Provided passage —
....

Alan Zaslavsky’s methodological research interests include surveys, census methodology, microsimulation models, missing data, hierarchical modeling, small-area estimation, and applied Bayesian methodology. His health services research focuses primarily on developing methodology for quality measurement of health plans and providers and understanding the implications of these quality measurements.

An important part of Zaslavsky’s work concerns the development, implementation, and analysis of the Consumer Assessments of Healthcare Providers and Systems (CAHPS) survey, a comprehensive program involving development of survey instruments for eliciting enrollee reports and ratings of their health plans, hospitals, provider groups and similar units and the care they receive through them, a standard analysis package, and methods for reporting results to potential enrollees and purchasers. As a statistical leader in the implementation of the CAHPS survey for the Medicare population, he has studied individual characteristics affecting responses to the survey, the main dimensions of quality measured by the survey, the contributions of the health plan and geographical location to CAHPS-measured quality, comparisons of traditional Medicare to Medicare Advantage and Medicare Accountable Care Organizations, and risk selection among health plans.

Zaslavsky collaborates with McNeil Family Professor of Health Care Policy Ronald C. Kessler, PhD, on analyses for the World Mental Health Surveys and for the Army STARRS study of suicides in the armed forces.  Zaslavsky's interests also include methodology for measuring racial and ethnic disparities in care and determining their causes, quality measurement for pediatric hospital care, and national opinion research on health policy issues.

 Zaslavsky earned his Bachelor of Arts from Harvard College, his master’s degree in statistics and computer science from Northeastern University, and his PhD in applied mathematics, with a specialty in statistics, from the Massachusetts Institute of Technology. He is also a fellow of the American Statistical Association, an elected member of the International Statistical Institute, and a national associate of the National Academy of Sciences. He has served on numerous panels on decennial census methodology, small-area estimation, measurement of race for health and health services research, and healthcare quality reporting for the Institute of Medicine (now National Academy of Medicine) and the Committee on National Statistics (CNSTAT) of the National Academy of Sciences, on which he has also served.

....

Extracted data —
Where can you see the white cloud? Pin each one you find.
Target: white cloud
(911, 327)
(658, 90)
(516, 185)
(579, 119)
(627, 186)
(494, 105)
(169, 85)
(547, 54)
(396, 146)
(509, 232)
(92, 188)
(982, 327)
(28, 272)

....

What is required — Quote the Alan Zaslavsky profile in full, word for word.

Final answer —
Alan Zaslavsky’s methodological research interests include surveys, census methodology, microsimulation models, missing data, hierarchical modeling, small-area estimation, and applied Bayesian methodology. His health services research focuses primarily on developing methodology for quality measurement of health plans and providers and understanding the implications of these quality measurements.

An important part of Zaslavsky’s work concerns the development, implementation, and analysis of the Consumer Assessments of Healthcare Providers and Systems (CAHPS) survey, a comprehensive program involving development of survey instruments for eliciting enrollee reports and ratings of their health plans, hospitals, provider groups and similar units and the care they receive through them, a standard analysis package, and methods for reporting results to potential enrollees and purchasers. As a statistical leader in the implementation of the CAHPS survey for the Medicare population, he has studied individual characteristics affecting responses to the survey, the main dimensions of quality measured by the survey, the contributions of the health plan and geographical location to CAHPS-measured quality, comparisons of traditional Medicare to Medicare Advantage and Medicare Accountable Care Organizations, and risk selection among health plans.

Zaslavsky collaborates with McNeil Family Professor of Health Care Policy Ronald C. Kessler, PhD, on analyses for the World Mental Health Surveys and for the Army STARRS study of suicides in the armed forces.  Zaslavsky's interests also include methodology for measuring racial and ethnic disparities in care and determining their causes, quality measurement for pediatric hospital care, and national opinion research on health policy issues.

 Zaslavsky earned his Bachelor of Arts from Harvard College, his master’s degree in statistics and computer science from Northeastern University, and his PhD in applied mathematics, with a specialty in statistics, from the Massachusetts Institute of Technology. He is also a fellow of the American Statistical Association, an elected member of the International Statistical Institute, and a national associate of the National Academy of Sciences. He has served on numerous panels on decennial census methodology, small-area estimation, measurement of race for health and health services research, and healthcare quality reporting for the Institute of Medicine (now National Academy of Medicine) and the Committee on National Statistics (CNSTAT) of the National Academy of Sciences, on which he has also served.